• What you are asked to do
Rewrite the entries below, replacing "a pin for each instance" with "one pin per instance" everywhere it appears and keeping everything else the same.

— BEGIN Exercise inputs —

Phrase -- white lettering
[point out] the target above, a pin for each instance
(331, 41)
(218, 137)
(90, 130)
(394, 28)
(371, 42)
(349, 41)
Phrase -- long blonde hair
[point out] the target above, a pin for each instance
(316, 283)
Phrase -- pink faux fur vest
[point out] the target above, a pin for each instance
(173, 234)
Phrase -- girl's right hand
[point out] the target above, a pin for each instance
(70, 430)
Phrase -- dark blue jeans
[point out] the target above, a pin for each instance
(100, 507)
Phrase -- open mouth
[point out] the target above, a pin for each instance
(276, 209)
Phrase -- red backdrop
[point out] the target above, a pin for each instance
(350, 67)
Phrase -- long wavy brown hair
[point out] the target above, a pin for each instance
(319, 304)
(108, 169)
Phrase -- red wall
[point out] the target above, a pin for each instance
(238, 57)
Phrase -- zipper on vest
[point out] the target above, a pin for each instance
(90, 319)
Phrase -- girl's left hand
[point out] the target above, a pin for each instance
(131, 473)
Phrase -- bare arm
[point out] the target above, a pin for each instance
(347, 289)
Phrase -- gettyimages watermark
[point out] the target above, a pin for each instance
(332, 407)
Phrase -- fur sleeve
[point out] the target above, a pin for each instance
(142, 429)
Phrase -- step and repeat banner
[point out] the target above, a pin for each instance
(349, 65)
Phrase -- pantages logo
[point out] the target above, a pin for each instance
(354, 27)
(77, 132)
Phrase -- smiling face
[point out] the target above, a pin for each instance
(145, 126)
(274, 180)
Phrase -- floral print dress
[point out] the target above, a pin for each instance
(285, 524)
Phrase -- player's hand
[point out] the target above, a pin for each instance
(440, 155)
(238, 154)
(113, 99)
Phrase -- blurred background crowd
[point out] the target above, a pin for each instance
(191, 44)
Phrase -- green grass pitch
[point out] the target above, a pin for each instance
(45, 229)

— END Exercise inputs —

• Solution to the exercise
Phrase -- white lettering
[point out] the target above, one pin per instance
(331, 41)
(218, 137)
(90, 130)
(394, 28)
(371, 42)
(349, 41)
Phrase -- long blonde hair
[point out] the target above, one pin per instance
(316, 283)
Phrase -- pink faux fur vest
[point out] the target above, one pin per instance
(173, 234)
Phrase -- girl's right hand
[point out] the target above, one pin per instance
(70, 430)
Phrase -- dark blue jeans
[point out] the target above, one pin per instance
(100, 507)
Phrase -- open mouth
[point out] the target above, one pin per instance
(276, 209)
Phrase -- red backdrop
[point out] the target above, one pin per instance
(350, 67)
Phrase -- long wavy brown hair
[point out] the target above, one pin per instance
(319, 304)
(108, 169)
Phrase -- red wall
[point out] the target above, one pin per instance
(238, 57)
Phrase -- zipper on vest
[point out] the target above, one pin per instance
(90, 319)
Phrase -- girl's left hand
[point out] the target above, one pin per instance
(131, 473)
Phrase -- bare arm
[point out] the target above, one pin per instance
(347, 289)
Phrase -- gettyimages watermark
[point out] the target above, one pin per instance
(332, 407)
Phrase -- fur sleeve
[point out] the target above, one pin per instance
(142, 429)
Phrase -- step and repeat banner
[point out] the target above, one pin per instance
(349, 65)
Phrase -- pantages logo
[point out] the target above, one pin per instance
(354, 27)
(77, 132)
Phrase -- smiling face
[point out] the target above, one pin per instance
(145, 126)
(274, 180)
Phrase -- floral print dress
[point out] the target above, one pin per instance
(285, 524)
Phrase -- player's hand
[point out] the target above, one pin per instance
(440, 155)
(238, 154)
(113, 99)
Phrase -- blurred background crowd
[point out] the target above, one pin per instance
(191, 44)
Phrase -- green grass pitch
[point out] the target above, one pin per instance
(45, 229)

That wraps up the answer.